### TASK OBJECTIVE
Retype, without changes, the rows starting at the line that contains "the blue throw" and running through the end of the rows, including both ends.

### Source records
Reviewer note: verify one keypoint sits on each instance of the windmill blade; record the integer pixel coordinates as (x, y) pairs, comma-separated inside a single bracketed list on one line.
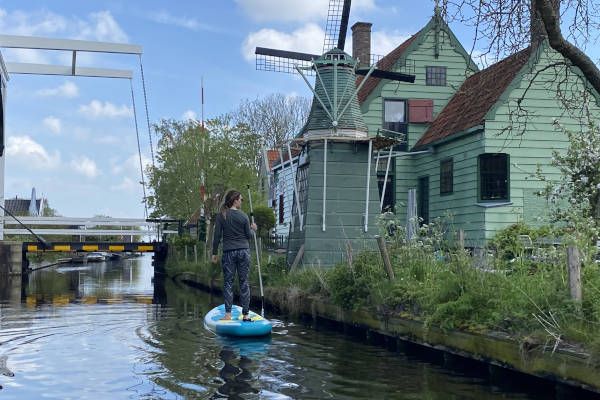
[(337, 24), (393, 76), (282, 60), (344, 24)]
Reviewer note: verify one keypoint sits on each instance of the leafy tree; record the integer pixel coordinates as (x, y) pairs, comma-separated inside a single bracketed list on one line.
[(224, 153), (501, 27), (274, 118), (577, 191)]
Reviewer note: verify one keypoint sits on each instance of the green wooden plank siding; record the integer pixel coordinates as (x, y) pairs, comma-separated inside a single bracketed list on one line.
[(345, 207), (461, 204), (453, 58)]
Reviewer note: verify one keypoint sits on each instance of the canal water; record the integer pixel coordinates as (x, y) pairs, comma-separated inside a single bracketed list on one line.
[(112, 330)]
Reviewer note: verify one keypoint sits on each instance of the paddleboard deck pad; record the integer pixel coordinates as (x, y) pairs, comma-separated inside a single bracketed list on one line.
[(236, 327)]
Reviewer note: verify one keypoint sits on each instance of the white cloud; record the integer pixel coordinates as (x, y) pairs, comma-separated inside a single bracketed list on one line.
[(294, 10), (102, 27), (53, 123), (131, 166), (308, 39), (97, 109), (189, 114), (383, 42), (163, 17), (37, 23), (108, 139), (84, 166), (127, 185), (67, 89), (27, 152)]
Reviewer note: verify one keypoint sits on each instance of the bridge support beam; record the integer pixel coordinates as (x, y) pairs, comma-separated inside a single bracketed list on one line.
[(12, 258)]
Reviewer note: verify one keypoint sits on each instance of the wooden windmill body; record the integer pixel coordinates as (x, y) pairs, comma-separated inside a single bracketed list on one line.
[(336, 198)]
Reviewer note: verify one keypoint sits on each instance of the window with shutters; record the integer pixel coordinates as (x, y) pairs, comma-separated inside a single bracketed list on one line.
[(281, 209), (394, 120), (494, 177), (435, 76), (420, 110), (446, 176)]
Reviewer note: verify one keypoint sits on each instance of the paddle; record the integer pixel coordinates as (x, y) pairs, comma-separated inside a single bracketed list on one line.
[(262, 296)]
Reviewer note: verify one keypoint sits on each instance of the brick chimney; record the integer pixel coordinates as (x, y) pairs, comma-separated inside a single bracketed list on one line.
[(361, 43), (537, 30)]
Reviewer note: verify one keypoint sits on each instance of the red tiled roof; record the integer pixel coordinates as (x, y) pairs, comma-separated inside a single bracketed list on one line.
[(277, 161), (474, 98), (386, 64)]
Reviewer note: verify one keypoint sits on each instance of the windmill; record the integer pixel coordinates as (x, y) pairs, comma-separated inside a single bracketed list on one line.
[(331, 216), (335, 37)]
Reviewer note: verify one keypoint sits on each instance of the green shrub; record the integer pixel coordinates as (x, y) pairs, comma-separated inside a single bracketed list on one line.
[(352, 285)]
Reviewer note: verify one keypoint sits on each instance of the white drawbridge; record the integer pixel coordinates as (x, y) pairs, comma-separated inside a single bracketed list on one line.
[(97, 226)]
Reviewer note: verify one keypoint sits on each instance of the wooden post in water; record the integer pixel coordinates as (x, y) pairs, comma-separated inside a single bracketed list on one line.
[(385, 257), (574, 273), (298, 257), (461, 239)]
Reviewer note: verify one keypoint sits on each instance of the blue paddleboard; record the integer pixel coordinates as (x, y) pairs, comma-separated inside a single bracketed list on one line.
[(236, 327)]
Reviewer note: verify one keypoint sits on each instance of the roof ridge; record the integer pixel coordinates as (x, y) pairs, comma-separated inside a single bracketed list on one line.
[(386, 63)]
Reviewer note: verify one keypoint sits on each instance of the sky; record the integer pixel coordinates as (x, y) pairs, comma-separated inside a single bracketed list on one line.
[(74, 138)]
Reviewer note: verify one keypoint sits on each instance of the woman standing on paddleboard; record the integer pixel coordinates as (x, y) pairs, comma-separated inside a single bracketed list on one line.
[(233, 227)]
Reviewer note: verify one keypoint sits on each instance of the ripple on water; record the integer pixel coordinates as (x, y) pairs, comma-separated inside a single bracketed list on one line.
[(61, 343)]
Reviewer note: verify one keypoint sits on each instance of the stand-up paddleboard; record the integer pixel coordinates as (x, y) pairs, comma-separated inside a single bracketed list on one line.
[(236, 327)]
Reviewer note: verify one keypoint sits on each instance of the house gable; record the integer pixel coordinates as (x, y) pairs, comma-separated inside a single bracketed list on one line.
[(474, 99), (522, 123), (417, 52)]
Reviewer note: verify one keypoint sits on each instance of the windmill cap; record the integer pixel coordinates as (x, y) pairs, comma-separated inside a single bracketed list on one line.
[(335, 54)]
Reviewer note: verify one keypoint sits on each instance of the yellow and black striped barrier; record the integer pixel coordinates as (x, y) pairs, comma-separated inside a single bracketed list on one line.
[(76, 247)]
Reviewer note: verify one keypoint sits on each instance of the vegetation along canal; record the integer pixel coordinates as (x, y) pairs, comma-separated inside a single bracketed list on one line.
[(113, 330)]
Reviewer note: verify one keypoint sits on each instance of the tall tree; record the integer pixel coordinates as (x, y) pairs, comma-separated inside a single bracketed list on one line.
[(503, 27), (224, 153), (274, 118)]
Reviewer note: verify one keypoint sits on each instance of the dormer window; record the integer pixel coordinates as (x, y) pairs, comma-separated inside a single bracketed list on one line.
[(335, 57)]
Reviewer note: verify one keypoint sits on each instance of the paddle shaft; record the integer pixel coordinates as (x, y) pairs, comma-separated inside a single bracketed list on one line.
[(262, 296)]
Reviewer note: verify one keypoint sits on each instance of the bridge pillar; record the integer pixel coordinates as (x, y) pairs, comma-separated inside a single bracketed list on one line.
[(161, 251), (12, 259)]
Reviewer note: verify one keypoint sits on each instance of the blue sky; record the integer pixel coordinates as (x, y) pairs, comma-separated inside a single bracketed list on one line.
[(74, 139)]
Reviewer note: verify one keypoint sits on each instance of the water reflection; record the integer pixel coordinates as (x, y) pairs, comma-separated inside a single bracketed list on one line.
[(118, 330), (236, 378)]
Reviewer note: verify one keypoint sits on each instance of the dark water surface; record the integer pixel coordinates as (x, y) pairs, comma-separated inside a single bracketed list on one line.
[(110, 331)]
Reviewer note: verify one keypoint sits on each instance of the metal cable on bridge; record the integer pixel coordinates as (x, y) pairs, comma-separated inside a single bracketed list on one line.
[(137, 134), (147, 114)]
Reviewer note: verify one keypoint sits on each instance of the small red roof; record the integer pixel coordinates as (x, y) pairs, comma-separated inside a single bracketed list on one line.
[(386, 64), (476, 96), (272, 156)]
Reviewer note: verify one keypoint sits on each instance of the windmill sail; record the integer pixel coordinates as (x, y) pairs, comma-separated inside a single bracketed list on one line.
[(337, 24)]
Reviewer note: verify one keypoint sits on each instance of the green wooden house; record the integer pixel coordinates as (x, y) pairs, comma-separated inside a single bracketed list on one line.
[(473, 138)]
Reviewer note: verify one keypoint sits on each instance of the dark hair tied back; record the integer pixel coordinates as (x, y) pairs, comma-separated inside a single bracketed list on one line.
[(230, 197)]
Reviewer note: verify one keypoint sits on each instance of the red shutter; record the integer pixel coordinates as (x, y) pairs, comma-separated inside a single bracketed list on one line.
[(420, 110), (281, 209)]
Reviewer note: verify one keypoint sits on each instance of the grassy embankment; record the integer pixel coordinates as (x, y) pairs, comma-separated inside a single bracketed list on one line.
[(525, 296)]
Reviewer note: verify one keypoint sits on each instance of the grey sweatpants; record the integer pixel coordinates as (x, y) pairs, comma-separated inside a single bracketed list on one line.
[(236, 260)]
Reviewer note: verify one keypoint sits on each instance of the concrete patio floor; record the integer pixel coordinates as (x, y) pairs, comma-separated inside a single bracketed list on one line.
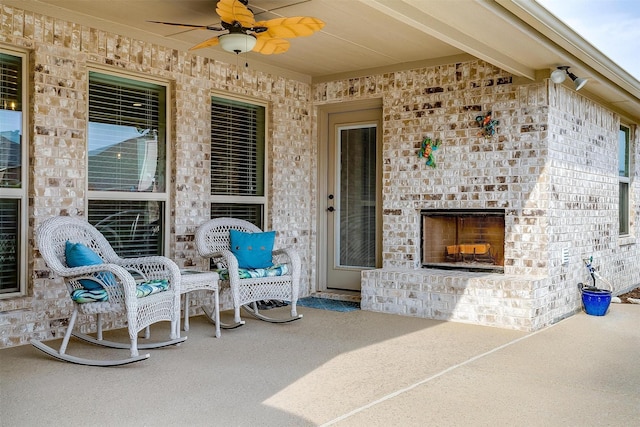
[(345, 369)]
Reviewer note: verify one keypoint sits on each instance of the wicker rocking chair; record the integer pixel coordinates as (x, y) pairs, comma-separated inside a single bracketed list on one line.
[(247, 287), (108, 285)]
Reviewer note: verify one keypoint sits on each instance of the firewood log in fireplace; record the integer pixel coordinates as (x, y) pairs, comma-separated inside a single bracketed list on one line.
[(480, 252)]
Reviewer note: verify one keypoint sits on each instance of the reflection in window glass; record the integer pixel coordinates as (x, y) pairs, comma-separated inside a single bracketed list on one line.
[(133, 228), (623, 178), (127, 122), (12, 191)]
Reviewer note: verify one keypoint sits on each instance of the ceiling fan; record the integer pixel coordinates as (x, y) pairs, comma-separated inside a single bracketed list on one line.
[(242, 33)]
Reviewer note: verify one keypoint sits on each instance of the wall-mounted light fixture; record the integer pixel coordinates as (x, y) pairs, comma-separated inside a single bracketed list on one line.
[(559, 75)]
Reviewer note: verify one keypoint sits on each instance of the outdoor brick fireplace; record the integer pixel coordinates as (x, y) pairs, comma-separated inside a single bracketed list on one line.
[(469, 240)]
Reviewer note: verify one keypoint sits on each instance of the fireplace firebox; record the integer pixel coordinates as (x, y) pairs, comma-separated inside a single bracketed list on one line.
[(470, 240)]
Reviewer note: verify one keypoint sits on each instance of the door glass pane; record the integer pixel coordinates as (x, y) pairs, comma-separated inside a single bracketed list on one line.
[(357, 197)]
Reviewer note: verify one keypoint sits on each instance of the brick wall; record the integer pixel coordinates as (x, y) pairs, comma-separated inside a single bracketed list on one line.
[(552, 165), (60, 54)]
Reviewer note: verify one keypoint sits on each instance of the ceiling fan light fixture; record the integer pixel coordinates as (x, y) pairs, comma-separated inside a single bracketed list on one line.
[(237, 42)]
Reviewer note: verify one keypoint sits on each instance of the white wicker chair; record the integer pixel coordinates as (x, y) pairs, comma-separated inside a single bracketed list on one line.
[(213, 241), (139, 312)]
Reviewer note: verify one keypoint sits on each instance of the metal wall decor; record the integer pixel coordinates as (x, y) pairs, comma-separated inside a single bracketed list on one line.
[(426, 150), (487, 124)]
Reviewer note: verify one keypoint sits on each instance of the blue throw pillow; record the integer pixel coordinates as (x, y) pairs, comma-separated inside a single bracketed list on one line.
[(79, 255), (253, 250)]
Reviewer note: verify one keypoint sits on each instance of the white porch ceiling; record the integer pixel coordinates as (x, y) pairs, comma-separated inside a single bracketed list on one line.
[(362, 36)]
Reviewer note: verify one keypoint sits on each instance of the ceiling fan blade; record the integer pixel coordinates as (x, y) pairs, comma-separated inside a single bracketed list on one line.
[(296, 26), (231, 11), (213, 41), (270, 46), (202, 27)]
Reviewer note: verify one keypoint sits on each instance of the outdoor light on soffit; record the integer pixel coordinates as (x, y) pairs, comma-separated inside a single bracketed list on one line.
[(561, 73), (237, 42)]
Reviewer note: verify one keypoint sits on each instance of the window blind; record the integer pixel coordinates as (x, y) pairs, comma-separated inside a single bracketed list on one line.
[(9, 233), (10, 121), (127, 123), (237, 148), (248, 212), (133, 228), (10, 82)]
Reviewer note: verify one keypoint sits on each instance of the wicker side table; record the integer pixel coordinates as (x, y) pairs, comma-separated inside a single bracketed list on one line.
[(193, 280)]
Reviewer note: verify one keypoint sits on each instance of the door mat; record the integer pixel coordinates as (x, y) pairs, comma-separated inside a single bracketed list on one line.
[(328, 304)]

### TASK ANSWER
Reviewer note: verify one keypoint sits on each instance of the blue throw pillow; record the integer pixel coordinates as (x, y) pairs, comma-separated inside a single bracketed list on one line.
[(79, 255), (253, 250)]
Reviewer note: verify one keypoint sits on each instance of the white porch ceiling; record the integer pixel coordinates as (x, y) pairs, comma-separated inside a single bracketed list on one line.
[(362, 36)]
Reviewer note: verify one keypoint sits on each instance of the ceiling fan blade; record the integer pixel coordinates as (x, y) pairs, comma-separated inside a single bracketed list on one line.
[(296, 26), (231, 11), (213, 41), (270, 46), (202, 27)]
Reviewer note: verify one keypoint sits on each instance of the outdoor light on soffit; record the integer pixel coordinates as (x, y) pairs, comma-separated inside a single bracketed list on one line.
[(561, 73), (237, 42)]
Reviewer note: verify one keypoint sits on each instance of the window blind; record the integer pixel coordinates as (x, y) pairs, comma-separated inside a single bracketed list on one line.
[(9, 233), (10, 121), (127, 123), (237, 148), (248, 212), (133, 228), (10, 82)]
Reviewer note: verify one keypoint sits on each instance of the wicker side table; record the integer pixel coordinates as (x, y) pairs, comma-separated inside a single bracketed list on one line.
[(193, 280)]
Reviewer note: verify one keypoint sits on each instance of the door mat; record the integer pixel coordinates as (x, y) pairs, comma-separated inside a single bracketed list on one line.
[(328, 304)]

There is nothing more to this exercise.